- _EXERCISE OBJECTIVE_:
Turn each line of the records into a Markdown table with the columns "Row" and "Line," numbering the rows in order and skipping any blank lines. Leave the pictures out of the table.

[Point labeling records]

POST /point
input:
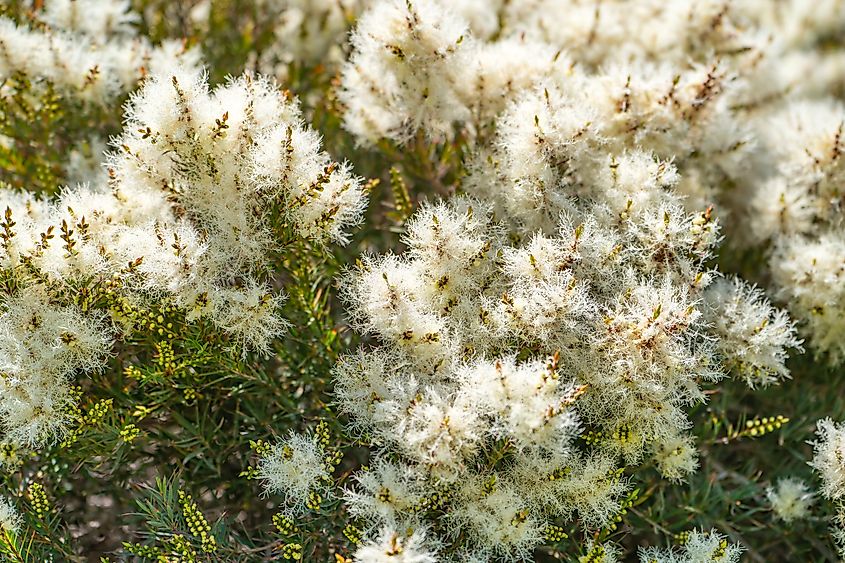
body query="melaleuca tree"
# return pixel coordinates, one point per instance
(537, 342)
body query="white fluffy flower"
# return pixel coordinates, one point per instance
(10, 519)
(394, 547)
(295, 467)
(700, 547)
(790, 499)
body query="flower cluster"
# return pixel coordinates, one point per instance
(195, 182)
(88, 49)
(571, 292)
(829, 462)
(699, 547)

- _WRITTEN ANSWER_:
| Row | Line |
|---|---|
| 1 | POST /point |
| 2 | input: |
| 3 | body query="melaleuca tree" |
| 4 | # return pixel coordinates, one point per instance |
| 5 | (537, 342) |
| 6 | body query="white fluffy flower" |
| 7 | # return pixel coordinates, one point per instance |
| 8 | (10, 519) |
| 9 | (394, 547) |
| 10 | (295, 467) |
| 11 | (700, 547) |
| 12 | (790, 499) |
| 13 | body query="flower cluster" |
| 14 | # return pixel coordinates, one point per instance |
| 15 | (195, 182) |
| 16 | (88, 49) |
| 17 | (571, 292) |
| 18 | (829, 462) |
| 19 | (699, 547) |